The listing below must be duplicated in full, with nothing altered.

┌─ EXTRACTED MATERIAL

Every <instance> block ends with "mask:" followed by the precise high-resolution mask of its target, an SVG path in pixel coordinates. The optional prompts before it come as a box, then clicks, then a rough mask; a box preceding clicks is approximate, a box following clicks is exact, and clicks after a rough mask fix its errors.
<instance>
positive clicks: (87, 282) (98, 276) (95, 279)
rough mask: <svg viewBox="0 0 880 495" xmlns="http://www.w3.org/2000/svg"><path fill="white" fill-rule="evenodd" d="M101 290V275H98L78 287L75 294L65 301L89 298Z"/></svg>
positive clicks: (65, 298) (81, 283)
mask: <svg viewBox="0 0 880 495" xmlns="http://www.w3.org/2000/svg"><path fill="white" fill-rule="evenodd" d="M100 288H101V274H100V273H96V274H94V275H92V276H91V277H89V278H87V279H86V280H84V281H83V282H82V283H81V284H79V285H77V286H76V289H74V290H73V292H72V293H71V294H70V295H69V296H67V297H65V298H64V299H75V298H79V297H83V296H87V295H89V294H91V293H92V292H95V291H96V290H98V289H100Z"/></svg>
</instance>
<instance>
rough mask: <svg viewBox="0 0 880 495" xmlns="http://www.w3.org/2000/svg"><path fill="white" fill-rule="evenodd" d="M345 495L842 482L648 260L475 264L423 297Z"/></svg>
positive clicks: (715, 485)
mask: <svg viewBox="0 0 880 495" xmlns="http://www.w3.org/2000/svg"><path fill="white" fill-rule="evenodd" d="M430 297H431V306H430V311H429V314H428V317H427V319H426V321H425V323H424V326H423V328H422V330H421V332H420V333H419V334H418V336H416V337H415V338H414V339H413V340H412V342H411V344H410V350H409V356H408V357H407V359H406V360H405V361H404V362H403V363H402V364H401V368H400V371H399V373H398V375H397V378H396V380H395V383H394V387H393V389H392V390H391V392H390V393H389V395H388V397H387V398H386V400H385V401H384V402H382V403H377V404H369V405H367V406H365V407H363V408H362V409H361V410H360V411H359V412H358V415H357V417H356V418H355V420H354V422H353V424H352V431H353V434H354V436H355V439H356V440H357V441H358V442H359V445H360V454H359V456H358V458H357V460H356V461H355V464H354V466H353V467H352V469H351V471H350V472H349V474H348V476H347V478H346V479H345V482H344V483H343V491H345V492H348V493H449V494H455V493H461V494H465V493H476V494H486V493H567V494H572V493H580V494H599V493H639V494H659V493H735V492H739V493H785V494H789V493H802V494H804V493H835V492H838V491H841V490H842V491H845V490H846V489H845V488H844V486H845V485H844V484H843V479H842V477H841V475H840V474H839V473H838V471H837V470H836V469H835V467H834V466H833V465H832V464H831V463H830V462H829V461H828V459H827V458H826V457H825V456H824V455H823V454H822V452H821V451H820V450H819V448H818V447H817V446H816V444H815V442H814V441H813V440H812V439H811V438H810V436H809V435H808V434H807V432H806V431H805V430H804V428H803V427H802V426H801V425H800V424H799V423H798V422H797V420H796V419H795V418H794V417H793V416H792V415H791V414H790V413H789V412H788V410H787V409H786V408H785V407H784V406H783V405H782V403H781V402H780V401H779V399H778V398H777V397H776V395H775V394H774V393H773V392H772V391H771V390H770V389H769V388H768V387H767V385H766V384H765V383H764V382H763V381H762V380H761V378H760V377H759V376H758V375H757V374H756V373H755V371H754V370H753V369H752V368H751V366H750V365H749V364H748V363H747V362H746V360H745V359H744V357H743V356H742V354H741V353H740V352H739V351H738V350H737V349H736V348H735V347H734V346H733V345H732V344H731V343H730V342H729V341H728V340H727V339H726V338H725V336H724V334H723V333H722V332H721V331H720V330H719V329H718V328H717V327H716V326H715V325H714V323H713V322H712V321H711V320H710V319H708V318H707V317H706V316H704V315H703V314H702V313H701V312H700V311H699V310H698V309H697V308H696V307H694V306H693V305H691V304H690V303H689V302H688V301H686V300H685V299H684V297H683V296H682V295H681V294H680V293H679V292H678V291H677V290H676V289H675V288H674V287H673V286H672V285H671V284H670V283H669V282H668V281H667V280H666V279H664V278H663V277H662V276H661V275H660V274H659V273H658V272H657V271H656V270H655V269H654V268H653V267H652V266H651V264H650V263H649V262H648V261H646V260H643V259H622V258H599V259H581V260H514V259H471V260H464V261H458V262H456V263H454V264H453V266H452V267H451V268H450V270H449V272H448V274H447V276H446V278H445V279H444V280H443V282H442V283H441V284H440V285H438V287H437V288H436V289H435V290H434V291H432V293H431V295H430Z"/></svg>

└─

OUTPUT OF THE EXERCISE:
Every <instance> block ends with "mask:" followed by the precise high-resolution mask of its target, an SVG path in pixel coordinates. The optional prompts before it come as a box, then clicks, then a rough mask; a box preceding clicks is approximate, a box following clicks is exact, and clicks after a rough mask fix its errors.
<instance>
positive clicks: (87, 282) (98, 276) (95, 279)
rough mask: <svg viewBox="0 0 880 495" xmlns="http://www.w3.org/2000/svg"><path fill="white" fill-rule="evenodd" d="M101 290V275H98L78 287L75 294L65 301L89 298Z"/></svg>
positive clicks: (65, 298) (81, 283)
mask: <svg viewBox="0 0 880 495" xmlns="http://www.w3.org/2000/svg"><path fill="white" fill-rule="evenodd" d="M100 288H101V274H100V273H96V274H94V275H92V276H91V277H89V278H87V279H86V280H84V281H83V282H82V283H81V284H79V285H77V286H76V289H74V290H73V292H72V293H71V294H70V295H69V296H67V297H65V298H64V299H75V298H79V297H83V296H87V295H89V294H91V293H92V292H95V291H96V290H98V289H100Z"/></svg>
</instance>
<instance>
rough mask: <svg viewBox="0 0 880 495" xmlns="http://www.w3.org/2000/svg"><path fill="white" fill-rule="evenodd" d="M345 495L842 482L648 260L475 264L423 297Z"/></svg>
positive clicks: (715, 485)
mask: <svg viewBox="0 0 880 495" xmlns="http://www.w3.org/2000/svg"><path fill="white" fill-rule="evenodd" d="M430 297H431V306H430V311H429V314H428V317H427V319H426V321H425V323H424V326H423V328H422V330H421V332H420V333H419V334H418V336H416V337H415V338H414V339H413V340H412V342H411V344H410V350H409V356H408V357H407V359H406V360H405V361H404V362H403V363H402V364H401V368H400V371H399V373H398V375H397V378H396V380H395V383H394V387H393V389H392V390H391V392H390V393H389V395H388V397H387V398H386V400H385V401H384V402H382V403H377V404H369V405H367V406H365V407H363V408H362V409H361V410H360V411H359V412H358V415H357V417H356V418H355V420H354V422H353V424H352V431H353V434H354V436H355V439H356V440H357V441H358V442H359V445H360V454H359V456H358V458H357V460H356V461H355V464H354V466H353V467H352V469H351V471H350V472H349V474H348V476H347V478H346V479H345V482H344V483H343V491H345V492H348V493H449V494H455V493H461V494H465V493H476V494H486V493H567V494H572V493H580V494H599V493H639V494H659V493H735V492H739V493H785V494H789V493H802V494H804V493H835V492H838V491H841V490H842V491H845V490H846V489H845V488H844V486H845V485H844V484H843V479H842V477H841V475H840V474H839V473H838V471H837V470H836V469H835V467H834V466H833V465H832V464H831V463H830V462H829V461H828V459H827V458H826V457H825V456H824V455H823V454H822V452H821V451H820V450H819V448H818V447H817V446H816V444H815V442H814V441H813V440H812V439H811V438H810V436H809V435H808V434H807V432H806V431H805V430H804V428H803V427H802V426H801V425H800V424H799V423H798V422H797V420H796V419H795V418H794V417H793V416H792V415H791V414H790V413H789V412H788V410H787V409H786V408H785V407H784V406H783V405H782V403H781V402H780V401H779V399H778V398H777V397H776V395H775V394H774V393H773V392H772V391H771V390H770V389H769V388H768V387H767V385H766V384H765V383H764V382H763V381H762V380H761V378H760V377H759V376H758V375H757V374H756V373H755V371H754V370H753V369H752V368H751V366H750V365H749V364H748V363H747V362H746V360H745V359H744V357H743V356H742V354H741V353H740V352H739V351H738V350H737V349H736V348H735V347H734V346H733V345H732V344H731V343H730V342H729V341H728V340H727V339H726V338H725V336H724V334H723V333H722V332H721V331H720V330H719V329H718V328H717V327H716V326H715V325H714V323H713V322H712V321H711V320H710V319H708V318H707V317H706V316H704V315H703V314H702V313H701V312H700V311H699V310H698V309H697V308H696V307H694V306H693V305H691V304H690V303H689V302H688V301H686V300H685V299H684V297H683V296H682V295H681V294H680V293H679V292H678V291H677V290H676V289H675V288H674V287H673V286H672V285H671V284H670V283H669V282H668V281H667V280H666V279H664V278H663V277H662V276H661V275H660V274H659V273H658V272H657V271H656V270H655V269H654V268H653V267H652V266H651V264H650V263H649V262H648V261H646V260H643V259H622V258H599V259H581V260H514V259H471V260H464V261H458V262H456V263H454V264H453V266H452V267H451V268H450V270H449V272H448V274H447V276H446V278H445V279H444V280H443V282H442V283H441V284H440V285H438V287H437V288H436V289H435V290H434V291H432V293H431V295H430Z"/></svg>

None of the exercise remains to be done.